Exercises to complete:
#1 Write out, word for word, everything in the blog post about the poem set to music from "His choral piece" down to "the link above.".
#2 Continue the blog post about the poem set to music from the point where it stops.

Source document:
· · · · ·

Tags
music, poetry, sailing, Sea of Cortez, Stars, Troy Armstrong, universe
One of my poems has been set to music. An amazing composer, Troy Armstrong, emailed me earlier this year and told me how he had found one of my early blog posts called “Swimming Among the Stars,” which featured a poem I had written long ago. He was so moved by the poem he set it to music.
His choral piece is called “Swimming Among the Stars,” and while I was thrilled and honored that he should do such a thing, I was blown away by the song itself, which is hauntingly beautiful. You can listen to it at the link above.
While it’s meant to be sung and he’s working on having it recorded by a choral group, what you hear below is from a synthesizer. Even so it’s incredible . . . tell me what you think. I’m so deeply humbled by it. You might want to visit his website and hear more of his music. Some created for orchestra, string quartets, solo instruments, and voice.

· · · · ·

Labeled contour entries

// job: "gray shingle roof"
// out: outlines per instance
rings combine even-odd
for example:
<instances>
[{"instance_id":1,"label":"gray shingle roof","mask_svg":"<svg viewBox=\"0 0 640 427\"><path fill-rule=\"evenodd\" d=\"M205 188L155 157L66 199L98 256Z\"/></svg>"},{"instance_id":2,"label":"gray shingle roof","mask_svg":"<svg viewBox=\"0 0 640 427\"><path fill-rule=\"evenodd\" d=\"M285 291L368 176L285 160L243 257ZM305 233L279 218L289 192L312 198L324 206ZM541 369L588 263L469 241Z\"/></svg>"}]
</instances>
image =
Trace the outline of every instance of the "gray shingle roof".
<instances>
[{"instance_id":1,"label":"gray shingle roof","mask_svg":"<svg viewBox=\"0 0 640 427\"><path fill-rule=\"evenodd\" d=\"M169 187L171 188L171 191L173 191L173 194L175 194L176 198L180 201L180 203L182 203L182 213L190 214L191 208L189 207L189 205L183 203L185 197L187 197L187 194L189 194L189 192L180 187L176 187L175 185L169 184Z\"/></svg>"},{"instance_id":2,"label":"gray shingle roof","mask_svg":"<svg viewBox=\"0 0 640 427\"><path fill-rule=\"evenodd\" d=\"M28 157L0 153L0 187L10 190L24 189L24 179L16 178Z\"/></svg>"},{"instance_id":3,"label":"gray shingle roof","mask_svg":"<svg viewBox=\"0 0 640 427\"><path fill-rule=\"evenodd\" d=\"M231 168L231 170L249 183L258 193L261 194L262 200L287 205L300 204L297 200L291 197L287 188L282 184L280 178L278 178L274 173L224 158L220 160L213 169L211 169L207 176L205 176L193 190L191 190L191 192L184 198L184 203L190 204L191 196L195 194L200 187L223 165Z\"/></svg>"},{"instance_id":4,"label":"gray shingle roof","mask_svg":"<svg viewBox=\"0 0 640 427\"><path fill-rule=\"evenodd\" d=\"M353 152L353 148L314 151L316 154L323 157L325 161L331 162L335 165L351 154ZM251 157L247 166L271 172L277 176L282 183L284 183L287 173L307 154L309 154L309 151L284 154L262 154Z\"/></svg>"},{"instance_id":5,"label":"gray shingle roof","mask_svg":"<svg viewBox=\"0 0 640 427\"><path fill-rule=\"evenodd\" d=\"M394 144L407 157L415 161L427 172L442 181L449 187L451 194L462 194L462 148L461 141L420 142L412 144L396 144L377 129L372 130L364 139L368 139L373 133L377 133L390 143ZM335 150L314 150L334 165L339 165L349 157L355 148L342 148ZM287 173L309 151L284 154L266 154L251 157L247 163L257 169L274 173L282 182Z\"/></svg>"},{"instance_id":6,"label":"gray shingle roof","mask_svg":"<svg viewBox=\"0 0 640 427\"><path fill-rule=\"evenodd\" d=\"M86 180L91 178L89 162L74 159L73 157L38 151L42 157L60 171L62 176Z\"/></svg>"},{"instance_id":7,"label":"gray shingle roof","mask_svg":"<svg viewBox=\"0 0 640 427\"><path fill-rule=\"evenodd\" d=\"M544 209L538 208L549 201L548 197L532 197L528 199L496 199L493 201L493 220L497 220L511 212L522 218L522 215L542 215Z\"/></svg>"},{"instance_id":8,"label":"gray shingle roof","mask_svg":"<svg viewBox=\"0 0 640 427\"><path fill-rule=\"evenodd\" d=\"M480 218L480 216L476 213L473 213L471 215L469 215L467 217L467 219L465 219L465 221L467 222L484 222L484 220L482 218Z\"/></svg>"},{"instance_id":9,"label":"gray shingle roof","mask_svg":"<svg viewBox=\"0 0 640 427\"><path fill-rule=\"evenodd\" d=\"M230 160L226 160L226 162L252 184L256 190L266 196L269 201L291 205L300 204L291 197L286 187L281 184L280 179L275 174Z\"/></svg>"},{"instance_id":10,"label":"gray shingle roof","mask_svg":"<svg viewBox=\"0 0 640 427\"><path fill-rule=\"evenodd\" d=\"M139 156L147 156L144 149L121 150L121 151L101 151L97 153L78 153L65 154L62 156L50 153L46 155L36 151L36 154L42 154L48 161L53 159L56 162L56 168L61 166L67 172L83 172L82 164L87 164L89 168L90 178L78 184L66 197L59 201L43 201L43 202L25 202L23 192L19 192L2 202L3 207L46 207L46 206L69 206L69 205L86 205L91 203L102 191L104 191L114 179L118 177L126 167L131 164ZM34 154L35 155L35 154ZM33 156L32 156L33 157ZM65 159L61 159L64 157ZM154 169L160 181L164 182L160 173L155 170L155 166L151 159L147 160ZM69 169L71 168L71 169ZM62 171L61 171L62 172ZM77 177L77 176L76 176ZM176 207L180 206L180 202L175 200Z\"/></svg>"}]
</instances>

· · · · ·

Set of answers:
#1
His choral piece is called “Swimming Among the Stars,” and while I was thrilled and honored that he should do such a thing, I was blown away by the song itself, which is hauntingly beautiful. You can listen to it at the link above.

#2
The poem and part of the post that inspired this music is copied below, or you can read the original here, which included a night swim. It was written when we were sailing across the Sea of Cortez one moonless night. Here’s what I wrote in that post:
We sail across the universe on the back of a tiny planet at the edge of a galaxy that swirls around us. Too often we forget that–how embedded we really are in the universe.
I became acutely aware of this one night when we were crossing the Sea of Cortez from Baja to mainland Mexico. There was no wind, no moon. The sea was perfectly still like the surface of a dark mirror, marred only by our trailing wake.
Above us the bare mast stirred a billion stars, which were reflected in the sea’s surface below. I felt like we were on a starship sailing through the cosmos. Later that night I wrote this:
Night Crossing, Sea of Cortez
The sea appears so simple
With a dark, indulgent face
The stars there twice reflected
Like a world spun out of space
Our sloop shoots through the cosmos
Through a mute and moonless night
Our wake a fiery comet
Streaming effervescent light
With all the universe inert
We slip from star to star
Then reach across the Milky Way
Toward galaxies afar
Eons swirl, light-years unfurl
And none can still our flight
Leaping toward the infinite
To apprehend the light.
I’m not alone in seeing the overlap between the ocean and the night sky. Various artists are fond of depicting whales and dolphins and other sea creatures swimming among the stars.
The ocean and the universe stand at the edge of the wild, the last two true frontiers we have to explore, except for the human consciousness, of course. The ocean and the universe have become symbols for consciousness as well as adventure.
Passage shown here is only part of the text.